- _WORK INSTRUCTION_:
What you return must match the records below exactly, down to each character.

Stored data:
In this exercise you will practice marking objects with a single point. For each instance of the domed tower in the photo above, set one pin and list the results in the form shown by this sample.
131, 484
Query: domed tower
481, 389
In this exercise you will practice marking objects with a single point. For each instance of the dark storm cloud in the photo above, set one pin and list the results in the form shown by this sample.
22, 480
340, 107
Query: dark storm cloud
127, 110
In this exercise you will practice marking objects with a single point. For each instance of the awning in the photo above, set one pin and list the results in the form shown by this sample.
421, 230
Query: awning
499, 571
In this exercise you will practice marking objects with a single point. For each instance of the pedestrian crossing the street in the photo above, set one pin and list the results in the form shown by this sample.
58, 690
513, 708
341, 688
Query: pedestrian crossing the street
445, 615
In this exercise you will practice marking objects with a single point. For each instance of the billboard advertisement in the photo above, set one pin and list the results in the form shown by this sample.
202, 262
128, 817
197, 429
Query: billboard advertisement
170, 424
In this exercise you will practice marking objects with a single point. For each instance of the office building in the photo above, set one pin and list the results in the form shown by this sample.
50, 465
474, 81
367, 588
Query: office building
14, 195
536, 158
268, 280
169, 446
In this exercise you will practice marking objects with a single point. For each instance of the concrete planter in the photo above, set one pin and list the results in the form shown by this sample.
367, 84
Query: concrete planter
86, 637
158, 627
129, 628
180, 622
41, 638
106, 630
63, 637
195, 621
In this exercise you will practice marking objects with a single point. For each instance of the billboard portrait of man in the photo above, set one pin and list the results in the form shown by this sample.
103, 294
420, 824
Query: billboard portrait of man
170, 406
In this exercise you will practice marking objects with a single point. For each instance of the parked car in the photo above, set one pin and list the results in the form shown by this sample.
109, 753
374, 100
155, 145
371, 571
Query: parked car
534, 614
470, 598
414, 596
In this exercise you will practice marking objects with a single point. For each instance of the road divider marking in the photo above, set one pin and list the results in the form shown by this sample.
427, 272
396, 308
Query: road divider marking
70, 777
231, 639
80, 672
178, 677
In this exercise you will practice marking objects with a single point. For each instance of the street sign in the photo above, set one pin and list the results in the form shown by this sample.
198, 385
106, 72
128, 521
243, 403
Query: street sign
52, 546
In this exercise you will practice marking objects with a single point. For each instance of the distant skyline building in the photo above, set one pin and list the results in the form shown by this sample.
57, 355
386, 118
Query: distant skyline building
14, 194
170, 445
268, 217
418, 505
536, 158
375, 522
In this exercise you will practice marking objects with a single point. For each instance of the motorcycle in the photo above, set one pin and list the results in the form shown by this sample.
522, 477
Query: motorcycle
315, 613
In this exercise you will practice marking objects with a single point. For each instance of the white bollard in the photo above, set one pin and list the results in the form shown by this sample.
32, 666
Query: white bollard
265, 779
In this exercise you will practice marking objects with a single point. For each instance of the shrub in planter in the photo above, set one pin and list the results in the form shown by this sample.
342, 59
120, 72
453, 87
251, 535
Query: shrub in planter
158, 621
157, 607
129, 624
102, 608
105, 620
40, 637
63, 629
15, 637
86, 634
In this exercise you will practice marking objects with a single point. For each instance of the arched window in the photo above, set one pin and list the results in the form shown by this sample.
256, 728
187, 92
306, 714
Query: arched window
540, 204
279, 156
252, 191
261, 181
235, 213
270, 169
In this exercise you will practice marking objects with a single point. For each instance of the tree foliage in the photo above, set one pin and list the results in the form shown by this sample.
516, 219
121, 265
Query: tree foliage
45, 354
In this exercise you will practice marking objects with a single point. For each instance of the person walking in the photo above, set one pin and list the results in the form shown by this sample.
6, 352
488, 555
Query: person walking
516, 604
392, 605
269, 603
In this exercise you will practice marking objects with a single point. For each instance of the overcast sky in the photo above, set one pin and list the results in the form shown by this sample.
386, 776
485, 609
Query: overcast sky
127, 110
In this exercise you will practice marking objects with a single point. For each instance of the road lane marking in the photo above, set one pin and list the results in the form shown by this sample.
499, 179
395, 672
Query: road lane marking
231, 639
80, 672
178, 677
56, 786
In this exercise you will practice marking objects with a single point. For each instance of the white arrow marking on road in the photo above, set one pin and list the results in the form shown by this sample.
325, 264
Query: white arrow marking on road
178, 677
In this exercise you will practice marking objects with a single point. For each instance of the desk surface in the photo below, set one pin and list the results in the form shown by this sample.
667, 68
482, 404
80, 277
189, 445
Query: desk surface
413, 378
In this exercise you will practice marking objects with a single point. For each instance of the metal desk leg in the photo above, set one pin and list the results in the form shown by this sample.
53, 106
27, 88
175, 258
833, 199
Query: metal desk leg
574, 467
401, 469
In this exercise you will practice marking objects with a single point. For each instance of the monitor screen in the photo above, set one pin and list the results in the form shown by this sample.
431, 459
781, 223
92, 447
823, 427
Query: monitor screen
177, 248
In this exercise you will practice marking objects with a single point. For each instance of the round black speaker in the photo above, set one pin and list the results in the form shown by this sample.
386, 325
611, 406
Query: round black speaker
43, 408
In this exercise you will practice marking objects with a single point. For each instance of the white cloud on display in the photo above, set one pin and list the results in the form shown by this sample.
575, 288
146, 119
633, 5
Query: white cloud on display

- _RESULT_:
In this exercise you will practice marking objects with a single point. For each instance of the domed tower in the photo above, set one pin and list the results in the form shown by this sample.
131, 484
Query: domed tower
481, 389
In this exercise you will practice marking objects with a single point. For each instance of the dark storm cloud in the photo above, set one pin and list the results in the form shown by this sample.
22, 480
340, 107
Query: dark storm cloud
127, 110
In this exercise you will practice marking objects with a single point. For each instance of the awning in the photo above, set one pin and list the results in the form shown by this sample.
421, 230
Query: awning
499, 571
In this exercise you will practice marking objects with a single point. For each instance of the pedestrian crossing the street in the photo above, set one pin and list the results in the form shown by this sample.
58, 690
513, 708
341, 688
Query: pedestrian crossing the street
445, 615
In this exercise you will practice marking objects with a single point. For each instance of the billboard advertisement in the photo above, set one pin and list the results in the form shown by this sample.
202, 262
128, 817
197, 429
Query: billboard advertisement
170, 424
In this exercise you will practice marking objects with a single point. For each instance of the office building in the photo above, set one pin and list the results in the form shown by this sample.
50, 465
474, 81
367, 588
Query: office building
14, 195
536, 158
268, 280
169, 446
In this exercise you will practice marking objects with a single point. For each instance of the concrete planter in the photo above, set one pin and list the results in the form shown by this sample.
367, 84
Query: concrete planter
86, 637
158, 627
129, 628
180, 622
41, 638
106, 630
63, 637
195, 621
In this exercise you will practice marking objects with a single point. For each instance of the billboard portrait of man in the photo above, set one pin and list the results in the form shown by this sample.
103, 294
420, 824
Query: billboard portrait of man
170, 406
In this exercise you will practice marking objects with a single point. For each instance of the parked car in the photo above, set one pin and list the results in the form shown by this sample.
109, 753
374, 100
155, 145
371, 571
Query: parked car
534, 614
470, 598
414, 596
In this exercise you will practice marking objects with a single point. For each instance of the road divider marking in the photo above, set one pin and list the results in the form shown by this sample.
427, 272
396, 308
Query: road divider marking
70, 777
231, 639
80, 672
178, 677
In this exercise you will practice marking objects with a single point. For each instance of the street sign in the photo above, set one pin and list the results in the form shown by this sample.
198, 385
106, 72
128, 521
243, 403
Query: street sign
52, 546
In this exercise you will practice marking objects with a single point. For each instance of the distant skyline building in the photo above, set one pin and list the results in the form shown by this sample.
57, 355
386, 118
Query: distant skyline building
14, 194
170, 445
268, 217
418, 505
536, 158
375, 522
In this exercise you will practice marking objects with a single point. For each instance of the motorcycle in the photo above, set one pin and list the results in the form shown by this sample.
522, 477
Query: motorcycle
315, 613
In this exercise you will practice marking objects with a single point. For each instance of the white bollard in the photo above, set one pin and list the results in the form shown by this sample.
32, 666
Query: white bollard
265, 779
In this exercise you will practice marking objects with a single point. For each instance of the shrub in planter in the photo above, set one pin and list the results in the form shown by this sample.
342, 59
120, 72
453, 87
251, 535
Query: shrub in planter
158, 621
157, 607
129, 624
102, 608
105, 620
40, 637
63, 629
15, 637
86, 634
In this exercise you will practice marking objects with a single point. For each instance of the arched window in the photo above, set one pin and list the results in the form shown by this sample.
256, 728
187, 92
306, 714
Query: arched window
540, 204
279, 156
252, 191
261, 181
235, 213
270, 169
In this exercise you will practice marking objects with a single point. For each instance of the tree foliage in the photo above, set one pin and list the results in the form shown by this sample.
516, 219
121, 265
Query: tree foliage
45, 354
In this exercise you will practice marking objects with a single point. For each instance of the person walking in the photo above, set one pin and list the results in the form shown by this sample.
6, 352
488, 555
Query: person walking
516, 604
392, 605
269, 603
In this exercise you will practice marking objects with a single point. For each instance of the overcast sky in the photo above, set one pin and list the results in the form shown by this sample.
386, 776
485, 609
Query: overcast sky
127, 110
In this exercise you will practice marking objects with a single point. For each instance of the road lane marking in the photo above, set one pin and list the results in the form shown by this sample.
499, 179
395, 672
Query: road lane marking
231, 639
80, 672
178, 677
56, 786
In this exercise you will practice marking objects with a single point. For each instance of the white arrow marking on road in the photo above, set one pin and list the results in the form shown by this sample.
325, 264
Query: white arrow marking on road
178, 677
In this exercise you will practice marking objects with a single point. For each instance of the desk surface in the photo below, set one pin and list the results in the form shown by this sample.
667, 68
482, 404
80, 277
189, 445
Query: desk surface
413, 378
In this exercise you will practice marking objects with a single point. For each instance of the metal desk leg in the photo above, set one pin and list the results in the form shown by this sample.
53, 106
27, 88
175, 258
833, 199
Query: metal desk leg
574, 467
401, 469
In this exercise you will practice marking objects with a single point. For each instance of the monitor screen in the photo above, set one pin and list the results in the form shown by this sample.
431, 459
781, 223
92, 447
823, 427
Query: monitor screen
177, 248
In this exercise you will practice marking objects with a single point. For each instance of the round black speaker in the photo above, set one pin and list the results in the form shown by this sample.
386, 325
611, 406
Query: round black speaker
43, 408
In this exercise you will practice marking objects with a single point. For each instance of the white cloud on display in the photo above, set one pin and list the results in the form shown by this sample.
575, 288
146, 119
633, 5
Query: white cloud on display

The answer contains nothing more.